**Required task:**
Write every line out verbatim and omit the pictures.

--- START OF Data excerpts ---

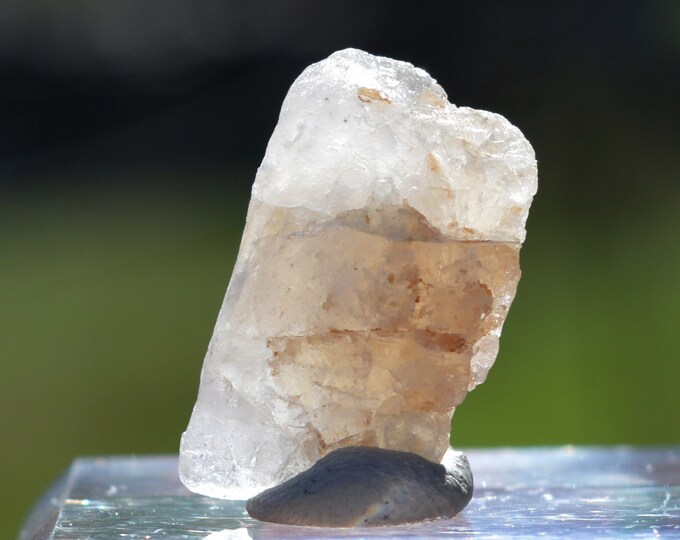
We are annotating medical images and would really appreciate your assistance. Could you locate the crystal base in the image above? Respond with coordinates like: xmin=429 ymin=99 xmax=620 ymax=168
xmin=19 ymin=446 xmax=680 ymax=540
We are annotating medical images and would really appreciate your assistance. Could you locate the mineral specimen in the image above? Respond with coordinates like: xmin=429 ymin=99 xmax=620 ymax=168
xmin=246 ymin=446 xmax=472 ymax=527
xmin=180 ymin=49 xmax=537 ymax=498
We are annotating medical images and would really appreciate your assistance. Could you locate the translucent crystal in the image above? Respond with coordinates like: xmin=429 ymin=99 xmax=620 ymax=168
xmin=180 ymin=49 xmax=537 ymax=498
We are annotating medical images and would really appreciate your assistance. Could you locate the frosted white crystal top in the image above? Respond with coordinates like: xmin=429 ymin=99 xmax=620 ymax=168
xmin=179 ymin=49 xmax=536 ymax=498
xmin=253 ymin=49 xmax=537 ymax=242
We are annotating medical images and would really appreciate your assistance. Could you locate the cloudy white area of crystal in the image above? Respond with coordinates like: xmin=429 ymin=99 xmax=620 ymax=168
xmin=180 ymin=49 xmax=537 ymax=499
xmin=252 ymin=49 xmax=537 ymax=242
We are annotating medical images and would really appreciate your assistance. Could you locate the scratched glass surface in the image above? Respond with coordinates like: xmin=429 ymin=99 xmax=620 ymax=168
xmin=20 ymin=447 xmax=680 ymax=540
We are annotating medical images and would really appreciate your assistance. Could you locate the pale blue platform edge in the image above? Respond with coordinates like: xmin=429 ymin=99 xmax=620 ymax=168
xmin=19 ymin=446 xmax=680 ymax=540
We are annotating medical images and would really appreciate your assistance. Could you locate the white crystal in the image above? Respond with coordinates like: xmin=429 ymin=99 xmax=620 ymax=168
xmin=180 ymin=49 xmax=537 ymax=498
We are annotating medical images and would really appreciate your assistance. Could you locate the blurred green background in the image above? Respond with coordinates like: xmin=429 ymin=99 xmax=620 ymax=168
xmin=0 ymin=0 xmax=680 ymax=538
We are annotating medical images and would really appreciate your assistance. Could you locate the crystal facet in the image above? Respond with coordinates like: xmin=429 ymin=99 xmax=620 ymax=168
xmin=180 ymin=49 xmax=537 ymax=498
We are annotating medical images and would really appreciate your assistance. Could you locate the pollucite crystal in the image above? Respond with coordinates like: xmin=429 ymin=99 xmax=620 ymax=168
xmin=180 ymin=49 xmax=537 ymax=498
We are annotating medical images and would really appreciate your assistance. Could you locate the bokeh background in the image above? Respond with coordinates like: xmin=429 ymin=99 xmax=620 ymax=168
xmin=0 ymin=0 xmax=680 ymax=538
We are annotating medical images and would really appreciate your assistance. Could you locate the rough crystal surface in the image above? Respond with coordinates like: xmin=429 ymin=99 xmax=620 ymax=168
xmin=180 ymin=49 xmax=537 ymax=498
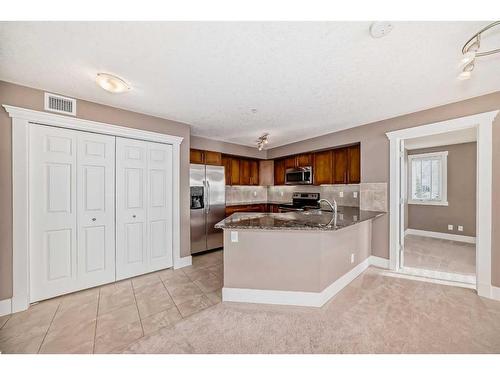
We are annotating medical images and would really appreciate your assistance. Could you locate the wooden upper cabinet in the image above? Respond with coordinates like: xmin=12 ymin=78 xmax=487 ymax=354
xmin=230 ymin=158 xmax=241 ymax=185
xmin=284 ymin=156 xmax=297 ymax=169
xmin=295 ymin=153 xmax=313 ymax=167
xmin=250 ymin=160 xmax=259 ymax=185
xmin=240 ymin=159 xmax=252 ymax=185
xmin=274 ymin=159 xmax=285 ymax=185
xmin=313 ymin=150 xmax=333 ymax=185
xmin=347 ymin=144 xmax=361 ymax=184
xmin=189 ymin=148 xmax=205 ymax=164
xmin=333 ymin=148 xmax=347 ymax=184
xmin=221 ymin=155 xmax=231 ymax=185
xmin=205 ymin=151 xmax=222 ymax=165
xmin=259 ymin=160 xmax=274 ymax=186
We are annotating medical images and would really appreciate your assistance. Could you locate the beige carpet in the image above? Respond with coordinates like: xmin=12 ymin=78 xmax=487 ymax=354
xmin=125 ymin=268 xmax=500 ymax=353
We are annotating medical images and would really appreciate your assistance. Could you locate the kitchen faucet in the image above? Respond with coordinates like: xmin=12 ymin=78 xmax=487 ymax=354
xmin=318 ymin=198 xmax=337 ymax=215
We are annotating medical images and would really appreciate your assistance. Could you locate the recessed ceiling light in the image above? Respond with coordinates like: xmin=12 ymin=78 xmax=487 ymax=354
xmin=370 ymin=21 xmax=394 ymax=38
xmin=95 ymin=73 xmax=131 ymax=94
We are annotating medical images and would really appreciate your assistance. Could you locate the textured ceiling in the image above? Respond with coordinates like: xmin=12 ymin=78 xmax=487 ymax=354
xmin=0 ymin=22 xmax=500 ymax=148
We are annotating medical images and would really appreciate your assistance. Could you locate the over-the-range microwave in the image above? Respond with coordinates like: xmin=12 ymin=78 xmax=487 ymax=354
xmin=285 ymin=167 xmax=313 ymax=185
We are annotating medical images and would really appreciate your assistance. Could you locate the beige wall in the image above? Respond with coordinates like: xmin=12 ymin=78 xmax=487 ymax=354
xmin=191 ymin=135 xmax=267 ymax=159
xmin=407 ymin=142 xmax=476 ymax=236
xmin=267 ymin=91 xmax=500 ymax=286
xmin=0 ymin=81 xmax=190 ymax=300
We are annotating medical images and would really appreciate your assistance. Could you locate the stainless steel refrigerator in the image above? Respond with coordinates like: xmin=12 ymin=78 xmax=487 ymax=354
xmin=189 ymin=164 xmax=226 ymax=254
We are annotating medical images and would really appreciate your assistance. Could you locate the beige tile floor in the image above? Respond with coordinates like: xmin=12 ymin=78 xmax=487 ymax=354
xmin=404 ymin=235 xmax=476 ymax=275
xmin=0 ymin=251 xmax=223 ymax=353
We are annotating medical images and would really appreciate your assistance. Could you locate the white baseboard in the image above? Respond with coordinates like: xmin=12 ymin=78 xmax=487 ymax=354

--- END OF Data excerpts ---

**Exercise output:**
We are annotating medical images and would really appreciate your assistance. Could you locate the crystal base in the image above? Respond with coordinates like: xmin=429 ymin=99 xmax=620 ymax=168
xmin=19 ymin=446 xmax=680 ymax=540
We are annotating medical images and would really appreciate your assistance. Could you locate the mineral specimen in the image above? Respond with coordinates like: xmin=429 ymin=99 xmax=620 ymax=168
xmin=246 ymin=446 xmax=472 ymax=527
xmin=180 ymin=49 xmax=537 ymax=498
We are annotating medical images and would really appreciate your assistance. Could you locate the translucent crystal in the image above? Respond with coordinates like: xmin=429 ymin=99 xmax=620 ymax=168
xmin=180 ymin=49 xmax=537 ymax=498
We are annotating medical images and would really appreciate your assistance. Could you locate the frosted white crystal top in the image above? Respond with coordinates like: xmin=429 ymin=99 xmax=620 ymax=168
xmin=179 ymin=49 xmax=536 ymax=498
xmin=253 ymin=49 xmax=537 ymax=242
We are annotating medical images and would really appreciate your assistance. Could you locate the cloudy white area of crystal in the image above? Respond with coordinates like: xmin=429 ymin=99 xmax=620 ymax=168
xmin=180 ymin=49 xmax=537 ymax=499
xmin=252 ymin=49 xmax=537 ymax=242
We are annotating medical images and would really appreciate your assistance. Could you locate the scratched glass surface in the image above? Respond with coordinates like: xmin=429 ymin=99 xmax=620 ymax=168
xmin=20 ymin=447 xmax=680 ymax=540
We are annotating medical images and would really appreciate your assistance. Could you locate the pale blue platform edge in the image above? Respond with coordinates like: xmin=429 ymin=99 xmax=620 ymax=168
xmin=19 ymin=446 xmax=680 ymax=540
We are annotating medical images and would really appreciate your assistance. Could you locate the white crystal in the image above? Respond with coordinates like: xmin=429 ymin=99 xmax=620 ymax=168
xmin=180 ymin=49 xmax=537 ymax=498
We are annotating medical images and would really appreciate your assistance. Could you locate the blurred green background in the image above? Respond with coordinates like: xmin=429 ymin=99 xmax=620 ymax=168
xmin=0 ymin=0 xmax=680 ymax=538
We are annotating medical images and would really appreciate your assistance. Could you locate the crystal facet in the image above? Respond with coordinates like: xmin=429 ymin=99 xmax=620 ymax=168
xmin=180 ymin=49 xmax=537 ymax=498
We are annotating medical images and would really appreciate your assistance. Could you locate the pollucite crystal in the image above? Respond with coordinates like: xmin=429 ymin=99 xmax=620 ymax=168
xmin=180 ymin=49 xmax=537 ymax=498
We are annotating medical images and would really appreciate your assistance. Could you locate the bokeh background in the image above? Respond with coordinates like: xmin=429 ymin=99 xmax=620 ymax=168
xmin=0 ymin=0 xmax=680 ymax=538
We are annotating medical images and would really appreciate your assistance. Could you locate the rough crystal surface in the image above? Respond with coordinates like: xmin=429 ymin=99 xmax=620 ymax=168
xmin=180 ymin=49 xmax=537 ymax=498
We are annotating medical images and would really appreciate your assistance. Could you locate the wooden upper cabinet in the image above? Respond with coordinates like: xmin=12 ymin=78 xmax=487 ymax=354
xmin=230 ymin=158 xmax=241 ymax=185
xmin=284 ymin=156 xmax=297 ymax=169
xmin=295 ymin=153 xmax=313 ymax=167
xmin=250 ymin=160 xmax=259 ymax=185
xmin=240 ymin=159 xmax=252 ymax=185
xmin=274 ymin=159 xmax=285 ymax=185
xmin=313 ymin=150 xmax=333 ymax=185
xmin=347 ymin=144 xmax=361 ymax=184
xmin=189 ymin=148 xmax=205 ymax=164
xmin=333 ymin=148 xmax=347 ymax=184
xmin=221 ymin=155 xmax=231 ymax=185
xmin=205 ymin=151 xmax=222 ymax=165
xmin=259 ymin=160 xmax=274 ymax=186
We are annotating medical images and would really appreciate your assistance. Could you locate the beige carpet in the image above? Respond with coordinates like: xmin=12 ymin=78 xmax=487 ymax=354
xmin=125 ymin=268 xmax=500 ymax=353
We are annotating medical images and would really appreciate your assistance. Could you locate the kitchen faucet in the image above? Respond with coordinates like: xmin=12 ymin=78 xmax=487 ymax=354
xmin=318 ymin=198 xmax=337 ymax=215
We are annotating medical images and would really appreciate your assistance. Could you locate the recessed ceiling light in the image above? Respond with coordinates like: xmin=12 ymin=78 xmax=487 ymax=354
xmin=370 ymin=21 xmax=394 ymax=38
xmin=95 ymin=73 xmax=131 ymax=94
We are annotating medical images and would really appreciate your assistance. Could you locate the textured ceiling in the image above? Respond with coordinates like: xmin=12 ymin=78 xmax=487 ymax=354
xmin=0 ymin=22 xmax=500 ymax=148
We are annotating medical images and would really appreciate your assistance. Could you locate the over-the-range microwave in the image above? Respond with coordinates like: xmin=12 ymin=78 xmax=487 ymax=354
xmin=285 ymin=167 xmax=313 ymax=185
We are annotating medical images and would really appreciate your assistance. Could you locate the beige wall in the image above? Respond with coordinates like: xmin=12 ymin=78 xmax=487 ymax=354
xmin=191 ymin=135 xmax=267 ymax=159
xmin=407 ymin=142 xmax=476 ymax=236
xmin=267 ymin=91 xmax=500 ymax=286
xmin=0 ymin=81 xmax=190 ymax=300
We are annotating medical images and would really appreciate your assistance. Could you locate the stainless steel refrigerator in the image above? Respond with coordinates like: xmin=12 ymin=78 xmax=487 ymax=354
xmin=189 ymin=164 xmax=226 ymax=254
We are annotating medical images and would really appreciate your assistance. Could you locate the beige tile floor in the image above? Respond with coordinates like: xmin=12 ymin=78 xmax=487 ymax=354
xmin=404 ymin=235 xmax=476 ymax=275
xmin=0 ymin=251 xmax=223 ymax=353
We are annotating medical images and would really appreciate your assistance. Could you locate the white baseboard in the image above? Respond with coordinates like: xmin=12 ymin=78 xmax=487 ymax=354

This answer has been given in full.